Return the full set of entries exactly. Omit none.

(Point-per-instance localization data)
# # # #

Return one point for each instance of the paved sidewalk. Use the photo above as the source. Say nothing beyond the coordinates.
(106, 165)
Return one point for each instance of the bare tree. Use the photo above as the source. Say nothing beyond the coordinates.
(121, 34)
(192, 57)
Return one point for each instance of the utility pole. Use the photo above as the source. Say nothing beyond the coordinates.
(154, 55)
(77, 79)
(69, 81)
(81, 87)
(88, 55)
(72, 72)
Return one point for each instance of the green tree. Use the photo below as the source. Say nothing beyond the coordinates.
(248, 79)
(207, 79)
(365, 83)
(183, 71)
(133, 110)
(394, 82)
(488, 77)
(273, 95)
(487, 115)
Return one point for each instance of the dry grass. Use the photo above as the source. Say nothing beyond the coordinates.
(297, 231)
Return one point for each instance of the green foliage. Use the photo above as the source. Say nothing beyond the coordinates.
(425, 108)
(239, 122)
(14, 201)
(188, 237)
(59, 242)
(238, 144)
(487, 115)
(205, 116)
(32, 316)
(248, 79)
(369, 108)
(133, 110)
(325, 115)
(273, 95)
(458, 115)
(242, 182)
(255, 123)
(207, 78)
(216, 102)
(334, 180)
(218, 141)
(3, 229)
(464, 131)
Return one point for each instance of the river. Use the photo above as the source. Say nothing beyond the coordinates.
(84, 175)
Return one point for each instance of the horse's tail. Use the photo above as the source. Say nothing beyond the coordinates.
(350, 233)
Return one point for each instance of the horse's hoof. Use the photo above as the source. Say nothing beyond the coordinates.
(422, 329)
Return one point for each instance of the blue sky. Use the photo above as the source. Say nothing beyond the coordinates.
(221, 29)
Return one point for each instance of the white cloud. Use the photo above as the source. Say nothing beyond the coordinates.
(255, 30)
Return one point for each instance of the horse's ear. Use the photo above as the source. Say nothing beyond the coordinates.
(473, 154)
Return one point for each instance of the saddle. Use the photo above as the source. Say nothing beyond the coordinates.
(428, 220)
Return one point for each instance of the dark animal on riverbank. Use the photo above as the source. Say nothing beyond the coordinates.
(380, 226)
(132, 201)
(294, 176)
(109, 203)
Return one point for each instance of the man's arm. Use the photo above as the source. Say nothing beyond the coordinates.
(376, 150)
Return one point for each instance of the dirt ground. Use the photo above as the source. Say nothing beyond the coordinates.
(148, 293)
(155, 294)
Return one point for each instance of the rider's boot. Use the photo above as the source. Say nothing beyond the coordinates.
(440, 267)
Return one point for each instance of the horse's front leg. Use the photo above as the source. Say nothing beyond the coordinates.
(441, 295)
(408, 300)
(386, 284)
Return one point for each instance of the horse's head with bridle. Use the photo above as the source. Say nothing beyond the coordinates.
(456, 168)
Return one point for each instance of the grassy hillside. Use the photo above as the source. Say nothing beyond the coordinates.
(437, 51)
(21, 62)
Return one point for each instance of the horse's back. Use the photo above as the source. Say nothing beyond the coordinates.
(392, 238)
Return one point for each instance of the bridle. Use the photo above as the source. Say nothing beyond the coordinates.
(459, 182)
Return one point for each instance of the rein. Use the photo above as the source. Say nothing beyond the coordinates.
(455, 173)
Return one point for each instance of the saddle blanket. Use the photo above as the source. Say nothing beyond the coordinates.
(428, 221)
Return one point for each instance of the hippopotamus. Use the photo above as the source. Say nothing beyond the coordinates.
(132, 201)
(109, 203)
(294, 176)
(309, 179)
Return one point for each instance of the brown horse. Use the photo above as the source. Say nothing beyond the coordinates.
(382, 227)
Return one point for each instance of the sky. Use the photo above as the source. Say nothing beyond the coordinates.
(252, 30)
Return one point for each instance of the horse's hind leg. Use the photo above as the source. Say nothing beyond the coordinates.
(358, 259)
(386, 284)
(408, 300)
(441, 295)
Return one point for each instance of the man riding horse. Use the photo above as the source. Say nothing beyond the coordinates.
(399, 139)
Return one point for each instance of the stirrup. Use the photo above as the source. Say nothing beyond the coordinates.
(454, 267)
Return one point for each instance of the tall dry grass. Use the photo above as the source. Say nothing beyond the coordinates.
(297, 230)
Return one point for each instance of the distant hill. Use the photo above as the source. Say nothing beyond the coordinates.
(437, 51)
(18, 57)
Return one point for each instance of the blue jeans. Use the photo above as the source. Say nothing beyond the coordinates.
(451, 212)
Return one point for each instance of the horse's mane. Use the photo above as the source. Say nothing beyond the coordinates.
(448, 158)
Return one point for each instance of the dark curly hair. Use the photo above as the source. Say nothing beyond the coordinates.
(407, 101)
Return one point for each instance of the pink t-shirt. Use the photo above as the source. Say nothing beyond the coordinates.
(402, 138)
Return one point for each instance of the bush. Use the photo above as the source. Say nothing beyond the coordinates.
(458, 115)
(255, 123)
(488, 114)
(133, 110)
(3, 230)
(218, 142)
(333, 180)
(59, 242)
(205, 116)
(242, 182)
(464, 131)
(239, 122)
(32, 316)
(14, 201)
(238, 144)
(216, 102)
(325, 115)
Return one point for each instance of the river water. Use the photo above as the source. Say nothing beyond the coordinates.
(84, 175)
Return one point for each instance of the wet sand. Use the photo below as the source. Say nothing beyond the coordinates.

# # # #

#### Result of this exercise
Return one point for each instance of the paved sidewalk. Use the photo above as the source. Say nothing beyond the coordinates.
(106, 165)
Return one point for each instance of the bare tree. Use the photo above as the source. Say nothing beyond the coordinates.
(121, 34)
(192, 57)
Return one point for each instance of the utility pole. Use the photo above as the source. Say nothing beyond the coordinates.
(154, 55)
(77, 79)
(69, 81)
(81, 87)
(88, 55)
(72, 72)
Return one point for each instance of the green tree. Use the photo below as the source. Say nothing beyond the coordinates.
(248, 79)
(207, 79)
(365, 83)
(183, 71)
(133, 110)
(394, 82)
(488, 77)
(273, 95)
(487, 115)
Return one point for each instance of the dry grass. Use the photo above as the source. Say nothing beyond the coordinates.
(297, 231)
Return one point for each instance of the green foliage. Use the photo above as the source. Say nothing beyond the coordinates.
(425, 108)
(239, 122)
(14, 201)
(188, 237)
(59, 242)
(238, 144)
(487, 115)
(205, 116)
(32, 316)
(248, 79)
(369, 108)
(133, 110)
(325, 115)
(273, 95)
(458, 115)
(242, 182)
(255, 123)
(207, 78)
(216, 102)
(334, 180)
(218, 141)
(3, 229)
(464, 131)
Return one point for each instance of the river. Use the photo above as the source. Say nothing beyond the coordinates.
(84, 175)
Return one point for each instance of the horse's tail. Use the photo above as the source. Say nothing beyond the coordinates.
(350, 233)
Return one point for each instance of the horse's hoof. Use the photo above as the source. Say nothing beyond the coordinates.
(422, 329)
Return one point for each instance of the blue sky. Use the photo above as the source. Say nothing beyond the coordinates.
(221, 29)
Return one point for each instance of the white cloud. Use the photo above as the source. Say nothing beyond the coordinates.
(255, 30)
Return one point for each instance of the horse's ear. Use the photo above as the source. Say nothing beyond the coordinates.
(473, 154)
Return one point for each instance of the saddle. Use the photo above as the source. Say nothing beyond the coordinates.
(428, 220)
Return one point for each instance of the dark animal on riverbank. Use the photo above as the source. Say nothing beyond the coordinates.
(380, 226)
(132, 201)
(294, 176)
(109, 203)
Return one point for each instance of the man's arm. Use the photo above as the source. Say nothing beyond the coordinates.
(376, 150)
Return one point for each instance of the dirt ground. Use the photo above as the source. Say nothing beyond the coordinates.
(148, 293)
(155, 294)
Return one point for each instance of the rider's boot. Use the photo above as the source. Say nothing beyond the coordinates.
(440, 267)
Return one point for each instance of the horse's front leg. Use the photo above as the source. Say nothing beyond the coordinates.
(441, 295)
(408, 300)
(386, 284)
Return one point for each instance of the horse's head with bridle. Use the photo above as the source. Say nothing beyond the coordinates.
(456, 168)
Return one point for each instance of the grassy hillside. Use the photo above as the source. Say nothing beyond the coordinates.
(437, 51)
(21, 62)
Return one point for each instance of the horse's back. Use the photo above as the source. Say nothing beyond the coordinates.
(392, 238)
Return one point for each instance of the bridle. Use the photo above as the source. Say nothing beyond the coordinates.
(459, 182)
Return one point for each instance of the rein. Use the photo above as the source. Say nothing beyond the coordinates.
(455, 173)
Return one point for each instance of the saddle blanket. Use the photo above as the source. Say nothing beyond the coordinates.
(428, 221)
Return one point for each instance of the hippopotamus. Use the photo above as the source. Say nothing beyond the coordinates.
(132, 201)
(109, 203)
(294, 176)
(309, 179)
Return one point for each instance of the brown horse. Use the photo above as the source. Say nothing beyond the coordinates.
(382, 227)
Return one point for each instance of the sky. Use the photo above as the source. Say nothing beyond the coordinates.
(252, 30)
Return one point for each instance of the horse's hind leg. Use the photo above as the source. Say nothing beyond the coordinates.
(358, 259)
(386, 284)
(408, 300)
(441, 295)
Return one point for each instance of the man riding horse. Use the photo above as the source. Say nothing beyond the coordinates.
(399, 139)
Return one point for each instance of the stirrup. Use the photo above as the source. Say nothing beyond the coordinates.
(454, 267)
Return one point for each instance of the tall dry grass. Use the photo above as the source. Say nothing beyond the coordinates.
(297, 230)
Return one point for each instance of the distant hill. Use the photo above as the source. Say nothing beyond the coordinates.
(437, 51)
(18, 57)
Return one point for each instance of the blue jeans. Use the photo above as the source. Say nothing beyond the coordinates.
(451, 212)
Return one point for each instance of the horse's mane. Use the photo above as the source. Say nothing beyond the coordinates.
(448, 158)
Return one point for each instance of the dark curly hair. Use the photo above as the source. Say nothing beyond the coordinates.
(407, 101)
Return one point for each instance of the pink t-shirt. Use the photo above as the source. Say nothing beyond the coordinates.
(402, 138)
Return one point for each instance of the bush. Use the photo above as the source. Say nothing beyond the coordinates.
(458, 115)
(255, 123)
(488, 114)
(133, 110)
(3, 230)
(218, 142)
(333, 180)
(59, 242)
(205, 116)
(242, 182)
(464, 131)
(239, 122)
(32, 316)
(14, 201)
(238, 144)
(216, 102)
(325, 115)
Return one point for each instance of the river water. Use the photo above as the source. Say nothing beyond the coordinates.
(84, 175)
Return one point for each instance of the wet sand. Use the photo below as the source. Say nothing beyond the coordinates.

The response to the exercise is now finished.